## TEXT EXCERPT

________________________

Pakistan collecting DNA samples to identify victims of Greece migrant boat tragedy

Islamabad/Athens, Jun 21 (EFE).- Pakistan on Wednesday launched the process of collecting DNA samples to try and identify victims of the accident involving a fishing boat that sank last week off the coast of Greece, killing at least 82 while hundreds remain missing, even as Greek authorities have sent nine human trafficking suspects in the case to preventive custody.
“The process of collecting DNA samples is being started and once completed, the samples would be sent to Greece for identification of the bodies,” Abdul Jabbar, an official at the Federal Investigation Agency handling the case, told EFE.
Although the Pakistani government has not released the number of its citizens missing or killed in the accident, an estimated 300 Pakistanis are thought to have been onboard the fishing trawler.
Pakistani authorities said they have registered a total of 10 cases and arrested 15 people, including the prime accused behind the incident, allegedly part of an international human trafficking network, the prime minister’s office said in a statement.

________________________

## DATA PROVIDED
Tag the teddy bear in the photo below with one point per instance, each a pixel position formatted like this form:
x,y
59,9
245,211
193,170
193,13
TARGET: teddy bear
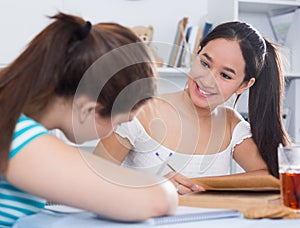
x,y
146,34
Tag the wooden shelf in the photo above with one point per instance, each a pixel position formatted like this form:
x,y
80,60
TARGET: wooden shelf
x,y
264,6
172,72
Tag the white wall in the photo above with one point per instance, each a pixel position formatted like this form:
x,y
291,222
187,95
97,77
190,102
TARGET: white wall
x,y
21,20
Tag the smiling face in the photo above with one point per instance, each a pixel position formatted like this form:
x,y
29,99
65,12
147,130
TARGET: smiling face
x,y
217,73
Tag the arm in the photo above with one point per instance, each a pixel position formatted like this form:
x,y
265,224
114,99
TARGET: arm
x,y
61,173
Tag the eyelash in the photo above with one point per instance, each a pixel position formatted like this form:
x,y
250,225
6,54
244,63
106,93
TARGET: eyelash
x,y
206,65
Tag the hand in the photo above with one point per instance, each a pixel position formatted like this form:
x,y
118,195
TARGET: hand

________________________

## REQUIRED TASKS
1. Answer these questions from the news report on the Greece migrant boat sinking:
(a) At least how many people were killed when the boat sank?
(b) What agency does Abdul Jabbar work for?
(c) How many people have Pakistani authorities arrested?
2. Decide whether each statement agrees with the news report on the Greece migrant boat sinking, and quote the words that settle it:
(a) Greek authorities placed nine suspects in preventive custody.
(b) The Pakistani government has released the number of its citizens killed or missing.
(c) The DNA samples are to be used for identification in Pakistan.
3. Carry the news report on the Greece migrant boat sinking forward from its final sentence.

## ANSWERS IN ORDER
1.
(a) 82
(b) The Federal Investigation Agency
(c) 15

2.
(a) Yes: "Greek authorities have sent nine human trafficking suspects in the case to preventive custody"
(b) No: "the Pakistani government has not released the number of its citizens missing or killed in the accident"
(c) No: "the samples would be sent to Greece for identification of the bodies"

3.
On Monday, the FIA had informed of the arrest of an alleged trafficker, who had reportedly received 2.3 million rupees (over $8,000) to send one of the victims to Europe.
Meanwhile Greek prosecutors in the city of Kalamata sent nine Egyptian nationals – accused of illegally trafficking migrants, causing a shipwreck, homicide by negligence and risking human lives – to prison after grilling them for 13 hours.
The nine suspects, who were part of the 104 people rescued off the boat, have denied being part of a trafficking network and claimed to have paid for travelling in the overcrowded fishing vessel just like other migrants, local media outlets reported.
The rescued migrants include 43 Egyptians, 47 Syrians, 12 Pakistanis and two Palestinians, a Greek coastguard spokesperson told EFE.
According to the testimonies of the rescued people, around 700 people – half of them Pakistanis – were travelling on the boat that sank in the Ioanian Sea, causing one of the largest refugee tragedies in the Mediterranean.
The migrants included a large number of women and children.
Meanwhile search operations continue southwest of the Peloponnes peninsula, where the trawler had sunk on the early hours of Jun. 14.
Authorities recovered another corpse from the area on Tuesday, taking the official death toll to 82.
According to the Greek state broadcaster ERT, the boat left from Egypt, made a stopover in eastern Libya, where the migrants boarded, and then was headed to Italy.